Written problem
Copy out the data below line for line, leaving every word, number, and mark unchanged.

┄┄┄┄┄┄┄┄┄┄┄┄┄┄┄┄┄┄┄┄

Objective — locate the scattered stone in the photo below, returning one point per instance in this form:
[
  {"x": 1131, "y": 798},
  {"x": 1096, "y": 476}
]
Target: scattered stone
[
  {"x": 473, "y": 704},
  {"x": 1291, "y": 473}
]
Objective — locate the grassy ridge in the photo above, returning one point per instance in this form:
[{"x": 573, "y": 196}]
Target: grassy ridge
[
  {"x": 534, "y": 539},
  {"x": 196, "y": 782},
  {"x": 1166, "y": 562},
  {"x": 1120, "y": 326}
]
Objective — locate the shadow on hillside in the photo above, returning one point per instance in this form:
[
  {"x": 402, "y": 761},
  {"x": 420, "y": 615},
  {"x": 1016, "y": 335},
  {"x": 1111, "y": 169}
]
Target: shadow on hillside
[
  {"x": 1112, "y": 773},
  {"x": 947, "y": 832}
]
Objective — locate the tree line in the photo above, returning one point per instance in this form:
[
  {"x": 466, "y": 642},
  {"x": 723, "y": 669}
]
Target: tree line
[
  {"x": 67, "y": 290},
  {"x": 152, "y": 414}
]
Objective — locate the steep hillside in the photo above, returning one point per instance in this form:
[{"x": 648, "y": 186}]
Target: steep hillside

┄┄┄┄┄┄┄┄┄┄┄┄┄┄┄┄┄┄┄┄

Task result
Objective — locate the scattered stone in the photo below, returning one point per instance in this form:
[
  {"x": 1131, "y": 798},
  {"x": 1096, "y": 476}
]
Target: scattered stone
[
  {"x": 473, "y": 704},
  {"x": 1291, "y": 473}
]
Objective — locate the grassy ridge in the photo above, returning one point per instance in this form:
[{"x": 573, "y": 196}]
Target: grassy ridge
[
  {"x": 534, "y": 539},
  {"x": 196, "y": 782},
  {"x": 1166, "y": 562},
  {"x": 1120, "y": 326}
]
Objective — locate the shadow on hillside in the photo above, returning one point per instance in this form:
[
  {"x": 402, "y": 761},
  {"x": 420, "y": 615},
  {"x": 1016, "y": 335},
  {"x": 1111, "y": 169}
]
Target: shadow on hillside
[
  {"x": 1112, "y": 773},
  {"x": 947, "y": 832}
]
Objective — locate the tree line in the photo above, returning one point per instance in this form:
[
  {"x": 466, "y": 642},
  {"x": 723, "y": 669}
]
Target: tree line
[
  {"x": 67, "y": 290},
  {"x": 152, "y": 414}
]
Objective — locate the steep hillside in the photo above, returning one point per instance in this form:
[{"x": 648, "y": 186}]
Target: steep hillside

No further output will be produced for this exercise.